Supplied text:

I have never given much credibility to the stereotype of the Gay couple, modeled after a heterosexual prototype.... men are chemically and physically different than women and it has always been my observation that men are not "innately" submissive in any respect unless they have been  conditioned to suppress their innately dominant nature.  Suppression, however is never an absolute condition... In men the instinct to dominate will eventually arise no matter how long it has lain dormant.  Now, I do not mean to imply that submissiveness in a man is wrong or unnatural or anything but perfectly and absolutely the personal choice of that man... which it is... exactly and as such to be respected.  If a man is submissive... or considers himself to be a "Bottom" this is perfectly legitimate, however it has nothing to do with the fact that men are innately possessed of the hormone testosterone a chemical that has be observed to possess the genetic characteristic to evoke dominant, aggressive and assertive behavior in many males.  It is a hormone that accounts for the marked difference in male behavior and physical development as compared to women who have higher levels of the hormone estrogen than they do testosterone.  Estrogen is the hormone that drives the female physique including the ability to give birth. 

The goal and objective of this article is to explicate the nature of dominance within the male species and the objective is by discussing the many variables or dynamics of male behavior specifically within the context of a male on male relationship.  The objective is not to imply that women are not innately seekers of power or that they are in any way more naturally submissive than their male counterparts.  Nor is it my intention to imply that men who consider themselves to be submissive or bottoms are freaks of the male species.  On the contrary... my premise is that though driven by testosterone they have made conscious choices not to explore dominance through a process that owes more to unique personality than any other variable.  This choice must be respected, but as nothing is absolute... let me say that it is my experience that instinct is the most difficult thing for man or any other animal to fight consistently....

Dataset extract:
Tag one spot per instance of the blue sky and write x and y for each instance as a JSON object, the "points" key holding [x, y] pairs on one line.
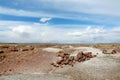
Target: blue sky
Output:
{"points": [[60, 21]]}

Try it:
List every claim that the essay on male dominance explicitly disavows implying.

Solution to the problem:
- That submissiveness in a man is wrong or unnatural
- That women are not innately seekers of power
- That women are in any way more naturally submissive than their male counterparts
- That men who consider themselves to be submissive or bottoms are freaks of the male species